Restate the records underneath, keeping each one exactly the same.

======== Given data ========

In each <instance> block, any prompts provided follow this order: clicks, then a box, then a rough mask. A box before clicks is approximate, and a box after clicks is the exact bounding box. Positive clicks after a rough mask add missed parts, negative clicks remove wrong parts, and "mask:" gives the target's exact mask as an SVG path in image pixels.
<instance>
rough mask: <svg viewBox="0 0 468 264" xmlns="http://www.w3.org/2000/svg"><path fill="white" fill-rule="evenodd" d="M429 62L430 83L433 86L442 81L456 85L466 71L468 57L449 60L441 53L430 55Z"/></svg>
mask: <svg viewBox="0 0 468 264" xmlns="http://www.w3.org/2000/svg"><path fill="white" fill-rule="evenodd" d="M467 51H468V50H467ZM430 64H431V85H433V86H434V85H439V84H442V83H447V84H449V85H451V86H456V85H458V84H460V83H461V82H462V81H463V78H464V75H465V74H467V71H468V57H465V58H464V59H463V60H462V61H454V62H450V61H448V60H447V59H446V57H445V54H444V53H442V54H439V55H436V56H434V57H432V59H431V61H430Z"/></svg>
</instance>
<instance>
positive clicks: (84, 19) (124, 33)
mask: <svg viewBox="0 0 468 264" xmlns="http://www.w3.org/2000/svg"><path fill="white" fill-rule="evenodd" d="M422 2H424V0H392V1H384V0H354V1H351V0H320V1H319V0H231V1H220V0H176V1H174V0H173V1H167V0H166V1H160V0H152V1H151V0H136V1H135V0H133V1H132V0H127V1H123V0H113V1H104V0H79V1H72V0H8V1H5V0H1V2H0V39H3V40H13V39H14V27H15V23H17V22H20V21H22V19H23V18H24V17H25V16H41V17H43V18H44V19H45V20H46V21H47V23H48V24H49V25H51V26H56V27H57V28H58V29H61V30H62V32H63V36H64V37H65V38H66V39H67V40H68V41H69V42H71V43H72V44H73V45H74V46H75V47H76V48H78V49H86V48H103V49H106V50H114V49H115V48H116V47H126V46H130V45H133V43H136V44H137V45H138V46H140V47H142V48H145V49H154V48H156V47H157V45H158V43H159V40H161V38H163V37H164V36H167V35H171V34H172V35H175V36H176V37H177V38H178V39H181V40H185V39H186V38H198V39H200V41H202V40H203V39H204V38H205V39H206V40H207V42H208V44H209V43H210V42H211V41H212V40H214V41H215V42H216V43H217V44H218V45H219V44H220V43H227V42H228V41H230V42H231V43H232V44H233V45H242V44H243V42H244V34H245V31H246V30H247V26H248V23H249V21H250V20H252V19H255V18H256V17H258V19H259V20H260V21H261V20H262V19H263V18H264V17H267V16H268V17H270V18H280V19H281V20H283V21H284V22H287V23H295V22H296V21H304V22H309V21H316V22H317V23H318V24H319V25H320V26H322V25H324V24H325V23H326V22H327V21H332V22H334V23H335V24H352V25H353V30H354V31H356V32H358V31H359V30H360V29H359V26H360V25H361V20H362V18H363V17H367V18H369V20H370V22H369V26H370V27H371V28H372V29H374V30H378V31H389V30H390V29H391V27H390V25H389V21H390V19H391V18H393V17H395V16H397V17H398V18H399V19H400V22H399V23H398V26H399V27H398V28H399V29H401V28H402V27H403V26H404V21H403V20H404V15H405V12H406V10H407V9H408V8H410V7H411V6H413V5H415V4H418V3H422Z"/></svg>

========

__Response area__:
In each <instance> block, any prompts provided follow this order: clicks, then a box, then a rough mask. A box before clicks is approximate, and a box after clicks is the exact bounding box. Positive clicks after a rough mask add missed parts, negative clicks remove wrong parts, and "mask:" gives the target's exact mask as an SVG path in image pixels.
<instance>
rough mask: <svg viewBox="0 0 468 264" xmlns="http://www.w3.org/2000/svg"><path fill="white" fill-rule="evenodd" d="M429 62L430 83L433 86L442 81L456 85L466 71L468 57L449 60L441 53L430 55Z"/></svg>
mask: <svg viewBox="0 0 468 264" xmlns="http://www.w3.org/2000/svg"><path fill="white" fill-rule="evenodd" d="M467 51H468V50H467ZM430 64H431V85H433V86H434V85H439V84H442V83H447V84H449V85H451V86H456V85H458V84H460V83H461V82H462V81H463V78H464V75H465V74H467V71H468V57H465V58H464V59H463V60H462V61H454V62H450V61H448V60H447V59H446V57H445V54H444V53H442V54H439V55H436V56H434V57H432V59H431V61H430Z"/></svg>
</instance>
<instance>
positive clicks: (84, 19) (124, 33)
mask: <svg viewBox="0 0 468 264" xmlns="http://www.w3.org/2000/svg"><path fill="white" fill-rule="evenodd" d="M422 2H424V0H392V1H384V0H354V1H351V0H320V1H319V0H231V1H220V0H176V1H174V0H173V1H167V0H166V1H160V0H152V1H151V0H136V1H135V0H133V1H132V0H127V1H123V0H113V1H104V0H79V1H72V0H8V1H5V0H1V2H0V39H3V40H13V39H14V27H15V23H17V22H20V21H22V19H23V18H24V17H25V16H41V17H43V18H44V19H45V20H46V21H47V23H48V24H49V25H51V26H56V27H57V28H58V29H61V30H62V32H63V36H64V37H65V38H66V39H67V40H68V41H69V42H71V43H72V44H73V45H74V46H75V47H76V48H78V49H86V48H103V49H106V50H114V49H115V48H116V47H126V46H130V45H133V43H136V44H137V45H138V46H140V47H142V48H145V49H154V48H156V47H157V45H158V43H159V40H161V38H163V37H164V36H167V35H171V34H172V35H175V36H176V37H177V38H178V39H181V40H185V39H186V38H198V39H200V41H202V40H203V39H204V38H205V39H206V40H207V42H208V44H209V43H210V42H211V41H212V40H214V41H215V42H216V43H217V44H218V45H219V44H220V43H227V42H228V41H230V42H231V43H232V44H233V45H242V44H243V42H244V34H245V31H246V30H247V26H248V23H249V21H250V20H252V19H255V18H256V17H258V19H259V20H260V21H261V20H262V19H263V18H264V17H267V16H268V17H270V18H280V19H281V20H283V21H284V22H287V23H295V22H296V21H304V22H309V21H316V22H317V23H318V24H319V25H320V26H322V25H324V24H325V23H326V22H327V21H332V22H334V23H335V24H352V25H353V30H354V31H356V32H358V31H359V30H360V29H359V26H360V25H361V20H362V18H363V17H367V18H369V20H370V22H369V26H370V27H371V28H372V29H374V30H378V31H389V30H390V29H391V27H390V25H389V21H390V19H391V18H393V17H395V16H397V17H398V18H399V19H400V22H399V23H398V26H399V27H398V28H399V29H401V28H402V27H403V26H404V21H403V20H404V15H405V12H406V10H407V9H408V8H410V7H411V6H413V5H415V4H418V3H422Z"/></svg>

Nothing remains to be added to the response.